══ SUPPLIED MATERIAL
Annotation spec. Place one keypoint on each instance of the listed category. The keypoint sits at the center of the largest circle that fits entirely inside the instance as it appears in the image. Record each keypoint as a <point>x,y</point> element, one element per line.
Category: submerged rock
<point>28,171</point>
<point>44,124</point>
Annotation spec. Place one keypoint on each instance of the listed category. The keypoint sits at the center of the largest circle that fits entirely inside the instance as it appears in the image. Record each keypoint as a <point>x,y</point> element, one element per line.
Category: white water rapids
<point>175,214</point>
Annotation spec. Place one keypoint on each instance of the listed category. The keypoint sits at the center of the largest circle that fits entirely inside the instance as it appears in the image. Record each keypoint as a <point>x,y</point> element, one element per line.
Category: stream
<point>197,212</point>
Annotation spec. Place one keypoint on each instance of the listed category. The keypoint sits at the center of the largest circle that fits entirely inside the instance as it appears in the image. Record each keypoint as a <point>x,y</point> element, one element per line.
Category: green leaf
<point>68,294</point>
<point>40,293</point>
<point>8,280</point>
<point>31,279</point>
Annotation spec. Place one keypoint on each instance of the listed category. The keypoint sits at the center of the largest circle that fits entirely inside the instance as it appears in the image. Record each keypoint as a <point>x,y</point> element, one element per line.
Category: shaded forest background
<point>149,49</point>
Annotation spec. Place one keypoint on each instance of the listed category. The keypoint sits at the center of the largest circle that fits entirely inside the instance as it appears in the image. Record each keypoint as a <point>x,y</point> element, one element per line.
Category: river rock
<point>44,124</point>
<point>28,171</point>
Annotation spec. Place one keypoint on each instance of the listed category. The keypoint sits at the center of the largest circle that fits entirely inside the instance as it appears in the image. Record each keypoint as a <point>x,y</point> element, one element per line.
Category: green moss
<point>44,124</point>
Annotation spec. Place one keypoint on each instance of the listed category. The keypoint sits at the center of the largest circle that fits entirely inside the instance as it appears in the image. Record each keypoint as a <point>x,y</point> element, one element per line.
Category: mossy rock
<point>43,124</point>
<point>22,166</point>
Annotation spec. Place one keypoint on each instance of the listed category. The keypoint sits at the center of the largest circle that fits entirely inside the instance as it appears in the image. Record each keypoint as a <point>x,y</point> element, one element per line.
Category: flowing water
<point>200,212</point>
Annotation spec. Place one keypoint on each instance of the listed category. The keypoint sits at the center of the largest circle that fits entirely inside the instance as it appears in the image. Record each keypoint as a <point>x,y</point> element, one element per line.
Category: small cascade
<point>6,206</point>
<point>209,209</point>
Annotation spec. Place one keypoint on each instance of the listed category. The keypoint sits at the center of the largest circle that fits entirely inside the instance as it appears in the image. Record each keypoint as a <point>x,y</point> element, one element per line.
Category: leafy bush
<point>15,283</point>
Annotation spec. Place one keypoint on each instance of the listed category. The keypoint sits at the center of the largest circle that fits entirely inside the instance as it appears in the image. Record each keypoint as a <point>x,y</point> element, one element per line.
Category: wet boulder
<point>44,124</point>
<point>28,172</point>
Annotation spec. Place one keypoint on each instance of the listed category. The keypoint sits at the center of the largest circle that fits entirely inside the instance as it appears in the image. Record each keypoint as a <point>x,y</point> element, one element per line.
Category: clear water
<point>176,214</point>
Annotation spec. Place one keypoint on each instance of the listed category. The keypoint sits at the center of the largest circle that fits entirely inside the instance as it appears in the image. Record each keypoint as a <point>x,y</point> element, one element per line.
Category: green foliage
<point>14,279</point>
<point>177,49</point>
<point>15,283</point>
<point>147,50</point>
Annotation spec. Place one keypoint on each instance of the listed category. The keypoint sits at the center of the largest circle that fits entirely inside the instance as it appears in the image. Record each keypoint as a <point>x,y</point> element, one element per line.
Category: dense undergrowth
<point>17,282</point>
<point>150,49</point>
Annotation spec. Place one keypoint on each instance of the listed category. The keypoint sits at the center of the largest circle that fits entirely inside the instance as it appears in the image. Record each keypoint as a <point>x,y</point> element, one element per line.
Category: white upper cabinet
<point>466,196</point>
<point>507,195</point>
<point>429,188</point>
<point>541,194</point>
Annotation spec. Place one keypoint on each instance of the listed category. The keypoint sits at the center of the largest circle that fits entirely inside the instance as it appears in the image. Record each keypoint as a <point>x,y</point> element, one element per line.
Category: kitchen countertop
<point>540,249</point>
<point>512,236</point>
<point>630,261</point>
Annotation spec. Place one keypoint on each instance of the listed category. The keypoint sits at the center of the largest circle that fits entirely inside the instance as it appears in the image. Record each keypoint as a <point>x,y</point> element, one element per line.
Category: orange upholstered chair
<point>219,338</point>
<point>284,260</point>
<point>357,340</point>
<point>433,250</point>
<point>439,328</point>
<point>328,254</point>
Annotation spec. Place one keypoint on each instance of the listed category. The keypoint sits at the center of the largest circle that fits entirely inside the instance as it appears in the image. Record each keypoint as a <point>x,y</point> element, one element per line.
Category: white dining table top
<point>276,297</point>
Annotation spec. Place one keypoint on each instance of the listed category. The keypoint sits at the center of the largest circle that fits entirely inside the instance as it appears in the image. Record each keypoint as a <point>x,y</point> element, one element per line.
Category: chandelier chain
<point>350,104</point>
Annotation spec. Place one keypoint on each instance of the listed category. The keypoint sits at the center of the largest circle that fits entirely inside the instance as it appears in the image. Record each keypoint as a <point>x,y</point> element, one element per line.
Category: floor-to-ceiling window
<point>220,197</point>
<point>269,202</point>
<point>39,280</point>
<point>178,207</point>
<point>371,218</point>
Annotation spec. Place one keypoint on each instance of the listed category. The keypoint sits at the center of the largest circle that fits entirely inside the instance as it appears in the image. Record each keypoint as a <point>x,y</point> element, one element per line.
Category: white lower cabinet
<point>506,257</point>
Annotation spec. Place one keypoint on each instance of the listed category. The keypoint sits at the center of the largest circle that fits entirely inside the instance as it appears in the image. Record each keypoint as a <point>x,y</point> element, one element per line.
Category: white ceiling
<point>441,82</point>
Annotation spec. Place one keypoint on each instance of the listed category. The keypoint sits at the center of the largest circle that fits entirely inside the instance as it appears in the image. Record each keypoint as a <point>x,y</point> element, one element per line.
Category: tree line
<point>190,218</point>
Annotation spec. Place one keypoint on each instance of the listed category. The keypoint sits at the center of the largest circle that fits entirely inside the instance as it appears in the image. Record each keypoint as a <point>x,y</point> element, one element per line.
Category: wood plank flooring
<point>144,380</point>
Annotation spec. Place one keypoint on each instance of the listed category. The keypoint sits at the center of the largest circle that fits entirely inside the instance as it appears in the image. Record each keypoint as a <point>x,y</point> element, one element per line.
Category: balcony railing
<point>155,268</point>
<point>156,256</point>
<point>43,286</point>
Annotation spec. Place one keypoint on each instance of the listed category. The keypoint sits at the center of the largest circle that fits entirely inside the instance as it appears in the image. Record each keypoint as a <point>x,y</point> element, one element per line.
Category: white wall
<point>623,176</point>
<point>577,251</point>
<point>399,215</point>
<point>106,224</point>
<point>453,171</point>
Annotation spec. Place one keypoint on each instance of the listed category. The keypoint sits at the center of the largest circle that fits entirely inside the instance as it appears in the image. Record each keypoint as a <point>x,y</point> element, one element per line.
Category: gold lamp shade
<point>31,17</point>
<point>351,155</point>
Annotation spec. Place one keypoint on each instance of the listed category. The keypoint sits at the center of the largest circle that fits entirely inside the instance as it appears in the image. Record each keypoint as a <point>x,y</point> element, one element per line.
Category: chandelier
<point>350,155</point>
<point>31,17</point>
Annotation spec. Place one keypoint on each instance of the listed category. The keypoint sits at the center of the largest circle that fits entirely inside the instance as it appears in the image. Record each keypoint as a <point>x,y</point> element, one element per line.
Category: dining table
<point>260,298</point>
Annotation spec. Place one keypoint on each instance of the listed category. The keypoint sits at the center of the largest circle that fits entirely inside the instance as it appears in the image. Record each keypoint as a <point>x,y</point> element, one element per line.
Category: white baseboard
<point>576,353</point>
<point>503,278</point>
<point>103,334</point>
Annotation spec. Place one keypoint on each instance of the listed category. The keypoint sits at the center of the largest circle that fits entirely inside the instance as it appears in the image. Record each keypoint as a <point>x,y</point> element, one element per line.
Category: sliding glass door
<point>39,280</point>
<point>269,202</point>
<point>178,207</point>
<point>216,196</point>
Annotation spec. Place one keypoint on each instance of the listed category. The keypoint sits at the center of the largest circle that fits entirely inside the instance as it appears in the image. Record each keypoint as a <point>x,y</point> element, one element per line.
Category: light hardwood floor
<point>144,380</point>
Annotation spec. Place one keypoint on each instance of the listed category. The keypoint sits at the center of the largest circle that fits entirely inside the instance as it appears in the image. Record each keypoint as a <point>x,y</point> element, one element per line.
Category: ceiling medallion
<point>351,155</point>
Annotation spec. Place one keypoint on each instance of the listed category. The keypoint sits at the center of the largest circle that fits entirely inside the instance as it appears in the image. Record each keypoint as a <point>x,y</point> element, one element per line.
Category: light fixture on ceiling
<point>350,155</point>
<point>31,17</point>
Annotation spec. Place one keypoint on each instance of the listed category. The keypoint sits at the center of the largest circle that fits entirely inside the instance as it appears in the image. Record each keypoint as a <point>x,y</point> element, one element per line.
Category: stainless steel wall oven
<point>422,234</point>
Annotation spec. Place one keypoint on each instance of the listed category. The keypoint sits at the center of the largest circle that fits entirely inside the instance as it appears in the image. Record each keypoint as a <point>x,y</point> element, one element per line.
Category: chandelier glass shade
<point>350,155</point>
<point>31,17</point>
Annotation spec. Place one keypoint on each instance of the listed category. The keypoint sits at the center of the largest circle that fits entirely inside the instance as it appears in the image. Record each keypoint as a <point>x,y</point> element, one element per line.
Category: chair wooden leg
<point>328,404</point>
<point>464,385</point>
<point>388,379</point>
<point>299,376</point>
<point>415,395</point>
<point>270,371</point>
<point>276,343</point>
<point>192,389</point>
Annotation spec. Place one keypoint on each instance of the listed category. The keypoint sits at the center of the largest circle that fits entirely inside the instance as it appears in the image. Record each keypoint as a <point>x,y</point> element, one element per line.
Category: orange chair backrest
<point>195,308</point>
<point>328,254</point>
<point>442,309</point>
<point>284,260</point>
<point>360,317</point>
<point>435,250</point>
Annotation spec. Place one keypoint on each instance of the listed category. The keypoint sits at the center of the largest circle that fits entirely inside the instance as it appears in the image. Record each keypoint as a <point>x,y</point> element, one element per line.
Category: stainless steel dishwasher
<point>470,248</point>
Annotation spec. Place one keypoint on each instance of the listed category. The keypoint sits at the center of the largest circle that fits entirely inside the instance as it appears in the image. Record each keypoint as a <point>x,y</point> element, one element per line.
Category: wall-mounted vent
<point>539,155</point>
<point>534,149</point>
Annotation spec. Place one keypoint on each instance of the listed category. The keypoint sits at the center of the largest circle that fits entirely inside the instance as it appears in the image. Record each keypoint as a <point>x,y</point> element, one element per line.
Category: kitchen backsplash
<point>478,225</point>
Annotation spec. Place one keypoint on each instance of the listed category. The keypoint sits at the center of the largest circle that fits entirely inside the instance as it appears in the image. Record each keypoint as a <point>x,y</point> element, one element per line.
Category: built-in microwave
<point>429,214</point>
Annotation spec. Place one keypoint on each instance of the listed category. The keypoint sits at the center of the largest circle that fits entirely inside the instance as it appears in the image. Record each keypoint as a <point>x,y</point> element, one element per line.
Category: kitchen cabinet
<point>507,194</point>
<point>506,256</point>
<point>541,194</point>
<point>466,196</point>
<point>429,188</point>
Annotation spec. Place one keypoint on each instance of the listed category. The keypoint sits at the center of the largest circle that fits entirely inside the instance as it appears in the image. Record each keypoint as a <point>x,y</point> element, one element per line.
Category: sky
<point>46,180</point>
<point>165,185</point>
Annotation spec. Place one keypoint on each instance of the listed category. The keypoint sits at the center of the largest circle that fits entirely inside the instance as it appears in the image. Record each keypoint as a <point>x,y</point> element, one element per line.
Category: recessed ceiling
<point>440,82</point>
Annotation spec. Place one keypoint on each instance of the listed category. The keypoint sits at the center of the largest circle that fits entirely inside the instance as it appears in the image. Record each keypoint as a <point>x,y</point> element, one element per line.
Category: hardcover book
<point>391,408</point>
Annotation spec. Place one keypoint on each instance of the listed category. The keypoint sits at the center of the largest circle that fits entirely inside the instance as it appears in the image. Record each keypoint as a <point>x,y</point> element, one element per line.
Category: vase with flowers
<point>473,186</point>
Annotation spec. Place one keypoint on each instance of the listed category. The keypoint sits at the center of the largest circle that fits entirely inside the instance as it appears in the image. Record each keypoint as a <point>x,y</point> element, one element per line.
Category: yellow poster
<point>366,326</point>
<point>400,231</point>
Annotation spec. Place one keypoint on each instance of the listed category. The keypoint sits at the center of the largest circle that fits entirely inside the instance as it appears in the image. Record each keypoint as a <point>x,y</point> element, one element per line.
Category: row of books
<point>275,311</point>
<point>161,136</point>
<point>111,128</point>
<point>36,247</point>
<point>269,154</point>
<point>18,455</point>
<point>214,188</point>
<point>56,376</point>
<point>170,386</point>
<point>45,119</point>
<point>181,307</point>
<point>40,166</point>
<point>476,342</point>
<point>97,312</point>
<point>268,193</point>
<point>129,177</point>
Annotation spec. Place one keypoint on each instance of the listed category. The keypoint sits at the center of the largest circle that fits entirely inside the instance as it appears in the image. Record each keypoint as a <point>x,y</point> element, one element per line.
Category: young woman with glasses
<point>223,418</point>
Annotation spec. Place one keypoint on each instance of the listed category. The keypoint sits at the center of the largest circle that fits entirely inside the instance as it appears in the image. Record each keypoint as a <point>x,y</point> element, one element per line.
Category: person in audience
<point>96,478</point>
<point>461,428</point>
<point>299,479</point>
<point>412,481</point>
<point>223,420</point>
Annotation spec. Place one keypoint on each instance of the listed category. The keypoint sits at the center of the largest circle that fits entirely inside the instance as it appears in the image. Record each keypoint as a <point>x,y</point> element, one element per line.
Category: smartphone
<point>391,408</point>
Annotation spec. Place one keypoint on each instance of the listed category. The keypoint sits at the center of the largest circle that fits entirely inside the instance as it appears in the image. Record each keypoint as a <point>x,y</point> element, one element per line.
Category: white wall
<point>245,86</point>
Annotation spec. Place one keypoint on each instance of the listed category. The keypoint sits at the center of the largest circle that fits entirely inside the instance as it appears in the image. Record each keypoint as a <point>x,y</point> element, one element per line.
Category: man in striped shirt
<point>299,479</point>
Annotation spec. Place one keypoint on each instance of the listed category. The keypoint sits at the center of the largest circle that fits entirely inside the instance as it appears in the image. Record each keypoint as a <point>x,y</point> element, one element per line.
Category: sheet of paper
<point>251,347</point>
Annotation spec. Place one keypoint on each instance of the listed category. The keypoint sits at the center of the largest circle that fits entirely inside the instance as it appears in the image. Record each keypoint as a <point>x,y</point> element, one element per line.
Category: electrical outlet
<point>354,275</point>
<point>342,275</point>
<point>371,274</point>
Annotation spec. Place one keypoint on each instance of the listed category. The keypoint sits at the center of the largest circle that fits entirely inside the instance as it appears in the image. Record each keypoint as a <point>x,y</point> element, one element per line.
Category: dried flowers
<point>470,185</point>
════
Count the lines above that contain the word "orange" and give only that number.

2